What the exercise asks => Extract the listing in its entirety, keeping each line identical to the original.

== Task data ==

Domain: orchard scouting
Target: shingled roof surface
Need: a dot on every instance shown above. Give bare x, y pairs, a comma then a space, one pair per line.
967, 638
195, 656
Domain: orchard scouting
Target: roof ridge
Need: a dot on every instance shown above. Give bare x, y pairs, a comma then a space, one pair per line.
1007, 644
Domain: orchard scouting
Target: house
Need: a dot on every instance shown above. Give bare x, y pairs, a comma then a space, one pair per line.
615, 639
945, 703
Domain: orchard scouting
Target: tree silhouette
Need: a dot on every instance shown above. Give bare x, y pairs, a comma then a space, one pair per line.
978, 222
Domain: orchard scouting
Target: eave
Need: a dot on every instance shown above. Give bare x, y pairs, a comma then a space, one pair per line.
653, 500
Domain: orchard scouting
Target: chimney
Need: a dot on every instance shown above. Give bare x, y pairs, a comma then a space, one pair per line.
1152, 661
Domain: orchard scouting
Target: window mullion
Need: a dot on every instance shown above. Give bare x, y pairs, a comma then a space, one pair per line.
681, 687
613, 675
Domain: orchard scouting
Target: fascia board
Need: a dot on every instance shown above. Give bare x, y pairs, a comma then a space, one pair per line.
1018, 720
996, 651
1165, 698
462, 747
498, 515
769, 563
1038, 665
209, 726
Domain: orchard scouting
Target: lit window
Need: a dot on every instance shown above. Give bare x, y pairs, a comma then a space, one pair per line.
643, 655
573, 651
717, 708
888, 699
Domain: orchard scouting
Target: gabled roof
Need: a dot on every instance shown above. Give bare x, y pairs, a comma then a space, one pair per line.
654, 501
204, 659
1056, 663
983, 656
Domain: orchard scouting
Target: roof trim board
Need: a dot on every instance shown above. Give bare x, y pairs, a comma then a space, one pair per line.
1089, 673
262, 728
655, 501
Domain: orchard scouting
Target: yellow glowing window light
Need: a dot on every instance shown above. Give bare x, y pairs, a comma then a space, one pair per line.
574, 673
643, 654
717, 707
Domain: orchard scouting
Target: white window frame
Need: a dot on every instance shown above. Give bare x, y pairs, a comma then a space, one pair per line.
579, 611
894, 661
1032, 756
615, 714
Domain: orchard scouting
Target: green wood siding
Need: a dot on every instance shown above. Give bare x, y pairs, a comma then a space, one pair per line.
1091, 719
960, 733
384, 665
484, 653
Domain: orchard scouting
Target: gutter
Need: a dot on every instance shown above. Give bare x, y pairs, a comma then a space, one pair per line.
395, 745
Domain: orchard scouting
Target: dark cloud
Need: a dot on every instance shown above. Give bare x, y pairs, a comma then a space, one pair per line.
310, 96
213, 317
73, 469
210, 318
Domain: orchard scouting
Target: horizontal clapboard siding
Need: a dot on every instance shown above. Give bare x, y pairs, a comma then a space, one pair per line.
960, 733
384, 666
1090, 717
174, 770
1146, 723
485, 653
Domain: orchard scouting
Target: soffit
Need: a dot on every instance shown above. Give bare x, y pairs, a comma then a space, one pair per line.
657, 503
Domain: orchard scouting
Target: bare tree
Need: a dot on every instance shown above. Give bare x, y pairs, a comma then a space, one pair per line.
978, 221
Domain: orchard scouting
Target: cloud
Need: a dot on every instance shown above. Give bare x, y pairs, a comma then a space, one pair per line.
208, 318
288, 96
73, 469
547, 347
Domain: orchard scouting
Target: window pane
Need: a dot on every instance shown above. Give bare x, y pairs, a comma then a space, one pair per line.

===

Response =>
Domain: orchard scouting
Target: shingled roof surface
Need: a dot on every instance shown above. Give bare x, y pairs, a comma then a space, one pair per line.
967, 638
195, 656
Domain: orchard scouting
Target: roof ridge
Need: a dot on every instance shown above. Give bare x, y pairs, a comma then a space, one pair per line.
1007, 644
Domain: orchard scouting
Target: house
Need: a dot on every instance shown above. Give bare x, y pairs, a comma then a space, one pair per line.
615, 639
945, 703
Domain: orchard scouting
Target: tree silhouette
Need: a dot on every instance shown above. Give bare x, y pairs, a comma then a space, one pair per line.
978, 222
Domain: orchard scouting
Target: eave
Need: a dot on every instance shown above. Give bare x, y pairs, a comma then a space, one pair per line.
653, 500
Domain: orchard scouting
Target: chimney
Need: a dot on every instance shown above. Give bare x, y pairs, a comma then a space, one pair per line.
1152, 661
Domain: orchard scouting
Target: window mullion
Need: a dot on every instance shown above. Give bare x, y pairs, a comma then a space, one pair per line.
681, 687
613, 675
Domain: orchard scouting
Target: fascia board
Need: a dot on every instance shown above. Give bare x, y pairs, a comma then a space, one pair per line.
1018, 720
996, 651
1165, 698
462, 747
498, 515
769, 563
1038, 665
209, 726
Domain: orchard scouting
Target: lit window
Need: a dot on every instance shown above. Give bare x, y pairs, a comma then a space, one pair per line.
643, 655
573, 651
717, 708
888, 699
Domain: orchard scouting
Target: gabled roof
Need: a dot on every instance shown above. Give bare x, y pairs, a comma then a space, one pair per line.
654, 501
204, 659
1056, 663
983, 656
Domain: orchard scouting
Target: roof trim board
Need: a dot on every instance shown above. Give bare x, y pairs, a comma then a space, one pair per line.
1089, 673
262, 728
655, 501
Domain: orchard scouting
Target: yellow glowing window light
Need: a dot on every instance shown above. Give bare x, y pairs, a comma then a space, one pair per line.
574, 673
643, 654
717, 707
Domain: orchard scouting
Target: white window frame
Need: a dot on every instance shown above. Give bare x, y pairs, a comma then a space, one pair per line.
579, 611
894, 661
1032, 756
615, 714
Domain: orchard scouting
Target: green wood siding
Need: a dot on every instance shown above. Give bare x, y pairs, a comma then a space, one pair per line.
1091, 719
960, 733
384, 665
484, 653
Domain: orchard scouting
Target: gutter
Need: a dot on every instance shown above. Give bare x, y pairs, a comma then a space, one pair per line.
395, 745
Domain: orchard scouting
Target: dark cloud
Need: a dot on every instance shown above. Give bare x, y pairs, a comma then a space, one pair per line.
310, 96
213, 317
73, 469
210, 318
Domain: orchard scouting
Target: horizontal clapboard siding
Need: a dot on every instance shown above. Give bare x, y pairs, a comma then a space, one pair per line.
960, 733
384, 666
1090, 717
174, 770
1146, 723
485, 653
Domain: orchard scouting
Target: soffit
Need: a dot on every instance shown above. Give bare x, y pairs, a comma then a space, one pair per line.
657, 503
Domain: orchard scouting
Target: bare tree
Need: a dot on every instance shown above. Give bare x, y pairs, a comma then a space, one pair per line.
978, 221
Domain: orchard scouting
Target: cloud
Need: a dot on every instance shown above. Give bare x, y pairs, a comma then a space, one pair per line.
208, 318
288, 96
73, 469
547, 347
Domain: orchard scouting
Target: window pane
Need: a dot on every instance shown above. Give bare x, y pairs, a comma then a space, one pair per line.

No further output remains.